** BEGIN **

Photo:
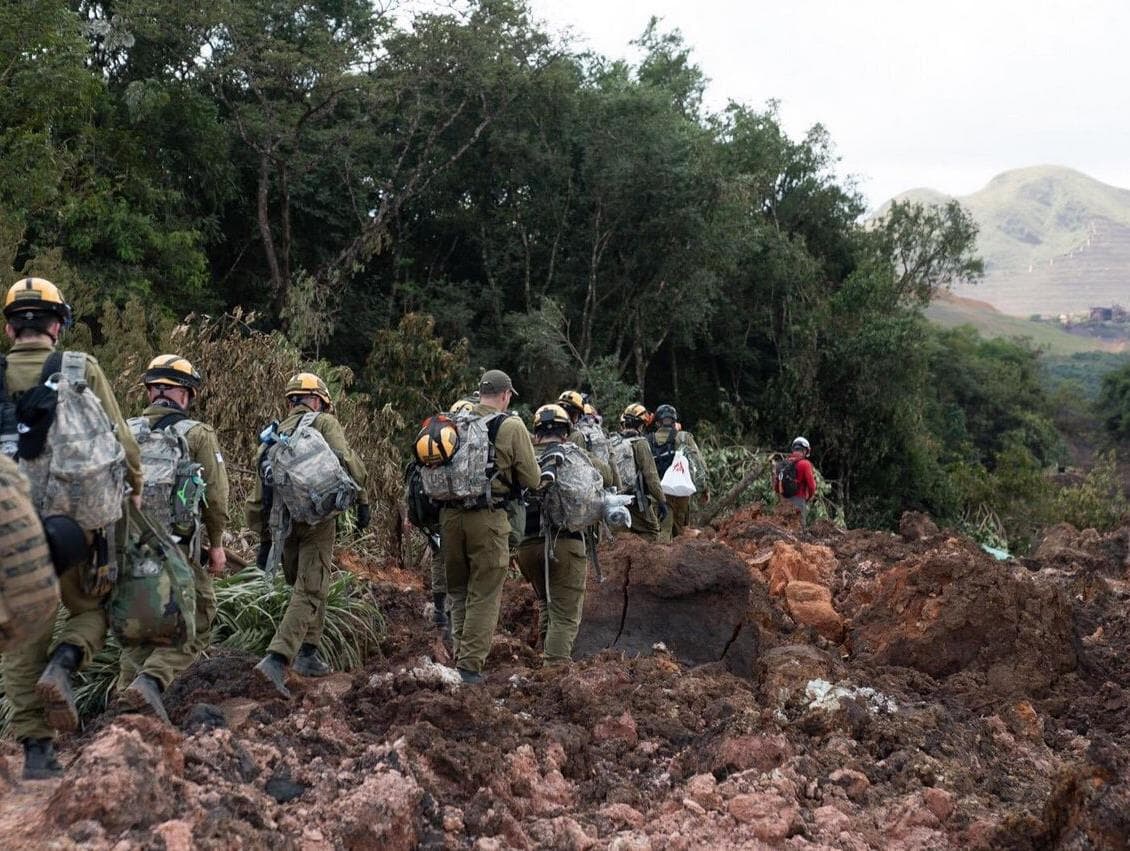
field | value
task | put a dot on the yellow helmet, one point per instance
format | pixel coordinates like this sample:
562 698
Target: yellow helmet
464 402
436 442
550 416
36 295
306 383
171 371
634 415
571 400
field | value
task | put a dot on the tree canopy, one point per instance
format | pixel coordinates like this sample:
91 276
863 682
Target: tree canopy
383 185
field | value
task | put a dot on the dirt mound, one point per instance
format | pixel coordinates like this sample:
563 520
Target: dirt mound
953 609
959 702
657 595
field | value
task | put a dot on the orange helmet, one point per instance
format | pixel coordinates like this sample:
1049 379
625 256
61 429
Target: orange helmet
36 295
306 383
436 442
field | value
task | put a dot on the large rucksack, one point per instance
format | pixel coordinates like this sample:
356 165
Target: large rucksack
154 600
309 478
784 472
466 477
596 441
663 452
174 487
28 589
575 500
68 449
622 456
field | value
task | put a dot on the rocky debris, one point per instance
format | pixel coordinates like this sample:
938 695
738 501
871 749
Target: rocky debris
964 703
655 593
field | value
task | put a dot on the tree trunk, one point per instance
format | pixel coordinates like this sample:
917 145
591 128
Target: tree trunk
278 291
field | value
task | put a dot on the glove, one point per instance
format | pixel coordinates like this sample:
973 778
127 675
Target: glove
552 459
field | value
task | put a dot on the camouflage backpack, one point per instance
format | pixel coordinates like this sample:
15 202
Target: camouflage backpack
307 476
575 500
174 487
466 477
80 470
28 589
596 441
154 600
622 453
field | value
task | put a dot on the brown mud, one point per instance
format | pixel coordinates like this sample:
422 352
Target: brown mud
754 686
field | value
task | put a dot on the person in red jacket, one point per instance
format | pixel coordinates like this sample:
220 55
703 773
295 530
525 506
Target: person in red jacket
794 479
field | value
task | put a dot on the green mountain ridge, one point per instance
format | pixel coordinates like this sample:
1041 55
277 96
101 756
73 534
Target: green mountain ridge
1053 240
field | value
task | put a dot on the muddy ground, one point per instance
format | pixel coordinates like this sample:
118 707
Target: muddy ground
754 686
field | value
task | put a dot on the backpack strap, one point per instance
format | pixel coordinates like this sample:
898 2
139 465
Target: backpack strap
3 380
184 425
170 419
52 365
75 366
493 427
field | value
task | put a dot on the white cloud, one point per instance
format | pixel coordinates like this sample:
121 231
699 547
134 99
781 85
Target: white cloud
913 93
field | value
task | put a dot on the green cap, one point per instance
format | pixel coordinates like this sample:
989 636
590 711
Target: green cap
494 382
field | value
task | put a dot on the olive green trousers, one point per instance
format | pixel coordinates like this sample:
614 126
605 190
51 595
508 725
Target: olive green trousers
476 548
307 563
85 627
559 611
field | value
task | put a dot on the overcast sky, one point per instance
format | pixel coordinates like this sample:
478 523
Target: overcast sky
914 93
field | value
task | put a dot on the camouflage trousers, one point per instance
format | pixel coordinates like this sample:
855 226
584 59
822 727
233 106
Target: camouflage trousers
307 562
167 663
559 615
678 517
85 627
645 523
476 548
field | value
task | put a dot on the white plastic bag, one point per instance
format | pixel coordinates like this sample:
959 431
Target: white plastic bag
677 480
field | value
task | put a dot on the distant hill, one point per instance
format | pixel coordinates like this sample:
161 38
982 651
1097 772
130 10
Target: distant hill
1053 240
950 311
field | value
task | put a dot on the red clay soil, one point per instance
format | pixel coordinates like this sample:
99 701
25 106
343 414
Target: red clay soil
755 686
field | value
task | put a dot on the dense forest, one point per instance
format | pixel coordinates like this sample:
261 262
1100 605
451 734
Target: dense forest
419 193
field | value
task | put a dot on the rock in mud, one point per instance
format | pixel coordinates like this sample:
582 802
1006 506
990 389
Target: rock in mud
954 609
693 597
127 778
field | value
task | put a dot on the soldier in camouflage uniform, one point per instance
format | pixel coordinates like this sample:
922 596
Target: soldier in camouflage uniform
559 605
307 554
171 383
476 541
646 518
37 685
665 442
573 404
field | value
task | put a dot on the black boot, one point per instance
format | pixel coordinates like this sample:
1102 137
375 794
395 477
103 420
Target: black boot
40 761
54 687
309 662
272 668
146 691
440 618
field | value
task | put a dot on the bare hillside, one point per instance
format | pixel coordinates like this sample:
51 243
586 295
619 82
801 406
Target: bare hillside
1053 241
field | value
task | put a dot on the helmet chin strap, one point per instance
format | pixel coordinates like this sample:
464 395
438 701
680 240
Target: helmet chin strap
164 401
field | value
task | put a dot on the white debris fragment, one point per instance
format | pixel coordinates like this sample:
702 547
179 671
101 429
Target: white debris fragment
824 695
425 673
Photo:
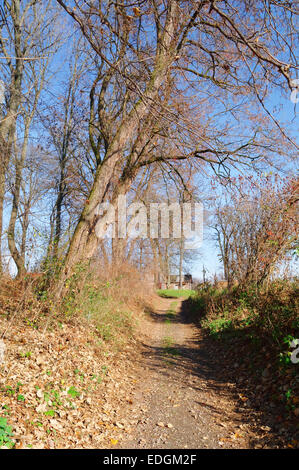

** END **

TASK BRIEF:
Find each line in the listing above that contains the word "debris", and copy every one of those lines.

ANSWER BELOW:
task | put a dot on the rocky debris, one point per instance
Target: rocky debris
task | put a dot on the white debris fragment, one point per instance
Target: white debris fragment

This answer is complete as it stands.